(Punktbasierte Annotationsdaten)
▼

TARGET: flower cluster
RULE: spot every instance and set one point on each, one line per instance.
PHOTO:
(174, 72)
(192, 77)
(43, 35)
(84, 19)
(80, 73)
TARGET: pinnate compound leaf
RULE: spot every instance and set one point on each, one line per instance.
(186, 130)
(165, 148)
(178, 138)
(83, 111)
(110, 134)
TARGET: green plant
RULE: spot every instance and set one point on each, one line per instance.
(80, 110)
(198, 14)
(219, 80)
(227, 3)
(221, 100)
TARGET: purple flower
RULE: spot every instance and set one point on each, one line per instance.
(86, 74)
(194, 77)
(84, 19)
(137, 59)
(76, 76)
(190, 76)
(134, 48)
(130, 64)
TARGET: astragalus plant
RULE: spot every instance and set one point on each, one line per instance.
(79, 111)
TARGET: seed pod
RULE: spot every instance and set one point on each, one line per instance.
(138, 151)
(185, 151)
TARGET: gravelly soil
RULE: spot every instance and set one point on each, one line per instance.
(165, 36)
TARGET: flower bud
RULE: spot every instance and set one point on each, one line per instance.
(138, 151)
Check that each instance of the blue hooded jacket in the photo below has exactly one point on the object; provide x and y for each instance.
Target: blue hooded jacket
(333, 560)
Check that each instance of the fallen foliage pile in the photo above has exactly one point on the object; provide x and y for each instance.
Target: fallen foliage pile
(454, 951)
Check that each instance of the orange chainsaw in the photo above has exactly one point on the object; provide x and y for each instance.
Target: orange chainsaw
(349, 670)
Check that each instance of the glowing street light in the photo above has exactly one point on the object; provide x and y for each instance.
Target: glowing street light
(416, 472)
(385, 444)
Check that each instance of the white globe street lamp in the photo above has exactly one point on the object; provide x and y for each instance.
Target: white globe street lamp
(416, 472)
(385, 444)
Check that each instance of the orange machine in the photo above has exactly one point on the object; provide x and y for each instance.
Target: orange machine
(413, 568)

▲

• _Aufgabenstellung_
Schreibe alle Einträge oben Zeile für Zeile ohne jede Änderung ab.

• _Die Antwort_
TARGET: flower cluster
RULE: spot every instance and set one point on each, one line per instance.
PHOTO:
(174, 72)
(192, 77)
(43, 35)
(84, 19)
(80, 73)
TARGET: pinnate compound leaf
RULE: spot every instance and set one point on each, one line per instance.
(186, 130)
(165, 148)
(178, 138)
(83, 111)
(110, 134)
TARGET: green plant
RULE: spot every instance and set one point on each, one line per instance.
(80, 110)
(198, 14)
(219, 80)
(227, 3)
(221, 100)
TARGET: purple flower
RULE: spot every instance and set one point on each, one line per instance.
(86, 74)
(194, 77)
(84, 19)
(137, 59)
(76, 76)
(190, 76)
(134, 48)
(130, 64)
TARGET: astragalus plant
RULE: spot every instance and set one point on each, one line per instance.
(79, 111)
TARGET: seed pod
RULE: spot every instance and set one point on each, one line per instance.
(138, 151)
(185, 151)
TARGET: gravelly soil
RULE: spot every instance and set one point on each, one line per instance.
(165, 36)
TARGET: flower bud
RULE: spot every instance and set one point on each, one line per instance.
(138, 151)
Check that each instance of the blue hooded jacket in the photo below has exactly one point on the object; provide x and y for each instance.
Target: blue hooded jacket
(333, 560)
Check that each instance of the fallen foliage pile in the photo above has exactly one point on the object; provide x and y for each instance.
Target: fallen foliage pile
(454, 951)
Check that each instance of the orange chainsaw in the photo above has exactly one point on the object; provide x and y for each instance.
Target: orange chainsaw
(349, 670)
Check that each instance of the glowing street light in the photo above has exactly one point on the object; provide x and y for each instance.
Target: glowing street light
(416, 472)
(385, 444)
Check that each instance of the white globe street lamp in the photo above has exactly one point on the object; provide x and y for each instance.
Target: white globe street lamp
(416, 472)
(385, 444)
Check that each instance of the orange machine in the photo above has exactly one point on the object; provide x and y for each instance.
Target: orange machine
(413, 568)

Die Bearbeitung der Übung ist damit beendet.